**Activity**
Please reproduce the entries below exactly, leaving the pictures out.

**Provided data**
——————————

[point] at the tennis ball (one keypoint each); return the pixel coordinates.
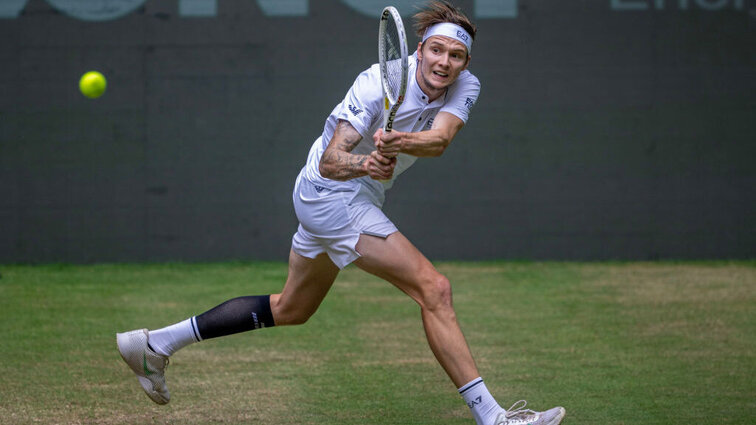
(92, 84)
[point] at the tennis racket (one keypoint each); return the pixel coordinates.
(392, 58)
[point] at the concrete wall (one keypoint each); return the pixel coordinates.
(606, 129)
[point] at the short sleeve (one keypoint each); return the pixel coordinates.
(362, 104)
(462, 96)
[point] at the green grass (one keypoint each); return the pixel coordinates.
(614, 343)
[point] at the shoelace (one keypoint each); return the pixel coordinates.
(517, 412)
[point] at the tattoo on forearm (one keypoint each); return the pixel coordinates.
(338, 160)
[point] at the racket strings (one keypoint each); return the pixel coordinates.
(393, 59)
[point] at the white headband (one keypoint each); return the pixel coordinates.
(447, 29)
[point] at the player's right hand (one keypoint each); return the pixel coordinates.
(379, 167)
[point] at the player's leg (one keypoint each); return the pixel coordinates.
(147, 352)
(398, 261)
(307, 285)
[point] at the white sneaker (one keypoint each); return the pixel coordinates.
(147, 364)
(518, 415)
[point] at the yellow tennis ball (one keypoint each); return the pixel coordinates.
(92, 84)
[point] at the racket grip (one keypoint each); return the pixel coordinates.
(386, 110)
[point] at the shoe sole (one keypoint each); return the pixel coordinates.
(146, 384)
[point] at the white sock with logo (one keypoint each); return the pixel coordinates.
(483, 406)
(170, 339)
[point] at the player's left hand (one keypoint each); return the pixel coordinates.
(388, 144)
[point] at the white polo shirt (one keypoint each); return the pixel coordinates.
(363, 108)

——————————

**Reply**
[point] at the tennis ball (one keypoint each); return the pixel coordinates.
(92, 84)
[point] at the tennis racket (one keypoint each); return the pixel coordinates.
(392, 58)
[point] at the concrete wall (one keypoint each); return the pixel coordinates.
(606, 129)
[point] at the short sleeve (one keypoint each); return the pixel coordinates.
(362, 104)
(462, 96)
[point] at the green grass (one keypoint each); return the pixel coordinates.
(614, 343)
[point] at the shoelace (one keypoint each); return the pixel coordinates.
(517, 412)
[point] at the tattoo on forearm (one keypoint each); return the pixel coordinates.
(338, 160)
[point] at the racket strings (one keypoint each); return the pixel coordinates.
(393, 59)
[point] at the white headband (one keypoint each); return the pixel coordinates.
(447, 29)
[point] at the player's right hand (one keypoint each); return the pixel coordinates.
(379, 167)
[point] at the player's leg (one keypoint each); return the pixel coordinates.
(147, 352)
(398, 261)
(307, 285)
[point] at the white sneaker (one keypoint each); return the pixel coordinates.
(147, 364)
(518, 415)
[point] at the yellow tennis ball (one keypoint each); return the pixel coordinates.
(92, 84)
[point] at the racket grip (one keypoint each); return the pixel coordinates.
(386, 110)
[point] at the shoe sole (one keypoint each); return the pixel coordinates.
(146, 384)
[point] at the white sock with logo (one keypoint each); return the pixel coordinates.
(483, 406)
(170, 339)
[point] at the player's left hand (one keypoint each); return the pixel coordinates.
(388, 144)
[point] at the white polo shirt (one keypoint each); return the pixel coordinates.
(363, 108)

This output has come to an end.